(Labeled shape records)
• • • • • • •
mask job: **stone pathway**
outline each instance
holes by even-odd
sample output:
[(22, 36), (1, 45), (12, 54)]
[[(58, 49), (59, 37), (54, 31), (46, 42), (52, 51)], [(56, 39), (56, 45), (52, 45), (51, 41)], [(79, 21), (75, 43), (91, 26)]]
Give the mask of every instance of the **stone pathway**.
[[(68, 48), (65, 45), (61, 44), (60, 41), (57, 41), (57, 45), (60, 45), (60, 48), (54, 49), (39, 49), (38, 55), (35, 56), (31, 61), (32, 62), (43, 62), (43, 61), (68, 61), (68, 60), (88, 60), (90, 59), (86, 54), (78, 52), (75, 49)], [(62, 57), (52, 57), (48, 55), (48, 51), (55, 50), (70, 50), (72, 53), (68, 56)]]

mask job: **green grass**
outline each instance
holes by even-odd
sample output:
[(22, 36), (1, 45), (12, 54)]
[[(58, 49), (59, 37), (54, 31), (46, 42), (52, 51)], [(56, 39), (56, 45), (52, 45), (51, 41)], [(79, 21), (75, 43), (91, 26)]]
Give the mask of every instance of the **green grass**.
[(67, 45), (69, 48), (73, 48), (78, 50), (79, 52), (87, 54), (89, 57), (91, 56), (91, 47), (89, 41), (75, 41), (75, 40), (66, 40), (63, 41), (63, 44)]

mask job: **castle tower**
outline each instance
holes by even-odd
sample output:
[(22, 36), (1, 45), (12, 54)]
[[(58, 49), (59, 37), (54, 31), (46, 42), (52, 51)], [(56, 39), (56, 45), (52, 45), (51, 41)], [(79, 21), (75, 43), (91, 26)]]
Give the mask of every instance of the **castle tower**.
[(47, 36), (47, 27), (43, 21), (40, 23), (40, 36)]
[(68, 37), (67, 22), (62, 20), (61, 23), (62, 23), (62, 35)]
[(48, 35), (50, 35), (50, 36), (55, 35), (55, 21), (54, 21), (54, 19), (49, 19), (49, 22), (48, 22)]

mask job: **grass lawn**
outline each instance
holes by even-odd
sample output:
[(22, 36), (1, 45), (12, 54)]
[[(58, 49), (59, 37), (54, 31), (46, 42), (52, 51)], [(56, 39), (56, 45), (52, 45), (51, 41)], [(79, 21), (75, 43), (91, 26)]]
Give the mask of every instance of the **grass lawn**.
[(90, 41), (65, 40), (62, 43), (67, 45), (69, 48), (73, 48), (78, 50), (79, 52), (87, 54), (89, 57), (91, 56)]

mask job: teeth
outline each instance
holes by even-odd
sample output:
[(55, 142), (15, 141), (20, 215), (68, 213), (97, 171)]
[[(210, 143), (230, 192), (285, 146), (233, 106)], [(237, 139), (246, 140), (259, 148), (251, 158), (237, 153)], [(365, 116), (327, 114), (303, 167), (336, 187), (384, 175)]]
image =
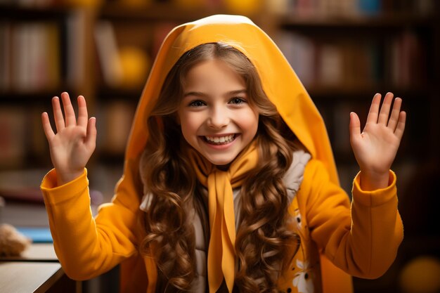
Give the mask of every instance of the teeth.
[(205, 136), (205, 138), (212, 143), (225, 144), (229, 143), (234, 139), (234, 134), (226, 136)]

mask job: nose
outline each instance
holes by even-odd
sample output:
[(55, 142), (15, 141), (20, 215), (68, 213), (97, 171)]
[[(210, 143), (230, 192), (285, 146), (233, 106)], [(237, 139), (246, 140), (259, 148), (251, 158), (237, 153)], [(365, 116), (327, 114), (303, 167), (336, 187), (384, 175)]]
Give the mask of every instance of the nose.
[(221, 129), (229, 123), (229, 111), (225, 107), (213, 108), (209, 114), (207, 125), (212, 129)]

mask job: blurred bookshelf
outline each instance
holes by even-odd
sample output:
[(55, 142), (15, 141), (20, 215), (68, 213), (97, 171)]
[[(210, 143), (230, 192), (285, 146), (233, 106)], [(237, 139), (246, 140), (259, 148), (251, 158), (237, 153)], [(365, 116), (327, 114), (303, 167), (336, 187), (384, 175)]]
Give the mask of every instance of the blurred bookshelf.
[[(426, 178), (438, 179), (440, 165), (439, 6), (435, 0), (0, 0), (0, 176), (30, 172), (27, 184), (38, 188), (51, 167), (40, 115), (51, 111), (52, 96), (65, 91), (71, 98), (84, 95), (97, 118), (91, 186), (110, 200), (137, 100), (163, 38), (187, 21), (245, 15), (275, 40), (315, 101), (349, 193), (358, 171), (349, 113), (356, 112), (365, 123), (376, 92), (403, 98), (407, 127), (393, 169), (403, 223), (414, 228), (402, 245), (406, 255), (398, 255), (385, 276), (355, 279), (356, 293), (399, 292), (406, 260), (440, 239), (438, 232), (416, 232), (440, 223), (420, 216), (425, 210), (434, 214), (432, 209), (411, 209), (418, 197), (439, 204)], [(410, 193), (421, 184), (426, 195)], [(418, 246), (418, 237), (423, 241)], [(437, 249), (429, 251), (438, 256)]]

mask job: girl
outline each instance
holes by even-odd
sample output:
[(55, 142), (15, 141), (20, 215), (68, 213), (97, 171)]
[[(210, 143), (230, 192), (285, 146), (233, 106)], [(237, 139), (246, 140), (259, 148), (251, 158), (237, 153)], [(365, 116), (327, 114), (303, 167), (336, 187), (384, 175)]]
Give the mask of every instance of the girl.
[[(249, 19), (176, 27), (139, 102), (124, 175), (92, 218), (85, 166), (95, 119), (78, 97), (42, 119), (54, 169), (41, 190), (55, 249), (85, 280), (121, 264), (121, 292), (351, 292), (403, 237), (389, 170), (405, 126), (401, 100), (350, 113), (360, 172), (338, 185), (322, 119), (273, 42)], [(392, 108), (392, 103), (393, 104)], [(390, 114), (391, 110), (391, 114)]]

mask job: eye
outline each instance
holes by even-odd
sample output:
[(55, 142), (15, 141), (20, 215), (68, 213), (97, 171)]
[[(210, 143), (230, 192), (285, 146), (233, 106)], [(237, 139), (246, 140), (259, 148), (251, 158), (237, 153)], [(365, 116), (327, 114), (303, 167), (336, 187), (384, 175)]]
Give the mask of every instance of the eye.
[(234, 105), (240, 105), (240, 104), (242, 104), (243, 103), (246, 103), (246, 100), (245, 100), (242, 98), (233, 98), (229, 101), (230, 104), (234, 104)]
[(206, 105), (206, 103), (201, 100), (192, 100), (189, 104), (188, 106), (190, 107), (202, 107)]

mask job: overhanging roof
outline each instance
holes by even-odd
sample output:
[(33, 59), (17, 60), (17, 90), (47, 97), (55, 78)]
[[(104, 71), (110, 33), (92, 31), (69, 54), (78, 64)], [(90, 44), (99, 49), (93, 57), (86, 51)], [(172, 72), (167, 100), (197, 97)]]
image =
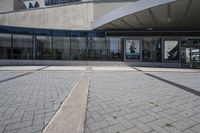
• • • • • • •
Copy the records again, starting at the very first line and ending at the line that contains "41), (63, 44)]", including the requests. Multiply every coordinate in the answers by 1.8 and round each result to a whole number, rounding halves up, but leave the numbers in the requests and their sample outputs unchanged.

▸ THE SOLUTION:
mask job: **stone pathway**
outline each instance
holes by even-odd
sample output:
[(22, 36), (1, 45), (12, 54)]
[[(58, 49), (59, 37), (54, 31), (46, 42), (52, 51)], [(56, 39), (56, 45), (52, 45), (51, 41)], [(79, 21), (75, 43), (91, 26)]]
Give the mask of every instance of the **stone pathway**.
[[(122, 86), (117, 81), (110, 79), (108, 74), (103, 74), (103, 81), (108, 81), (108, 86), (97, 88), (70, 88), (68, 99), (63, 101), (56, 110), (58, 112), (77, 112), (77, 110), (122, 110), (122, 108), (158, 108), (162, 106), (155, 97), (140, 94), (135, 88)], [(112, 103), (94, 103), (86, 99), (86, 92), (99, 90), (126, 90), (130, 95), (122, 101)]]

mask job: **green grass**
outline each instance
holes by even-odd
sample output:
[(22, 36), (1, 45), (12, 54)]
[[(58, 49), (59, 37), (54, 31), (46, 42), (52, 51)], [(56, 39), (56, 45), (52, 45), (51, 41)], [(79, 21), (75, 43), (91, 26)]]
Give the mask of every instance of the **green grass**.
[(121, 81), (124, 86), (131, 86), (140, 90), (142, 94), (157, 97), (160, 103), (164, 101), (164, 85), (160, 74), (135, 74), (135, 72), (119, 72), (113, 74), (113, 79)]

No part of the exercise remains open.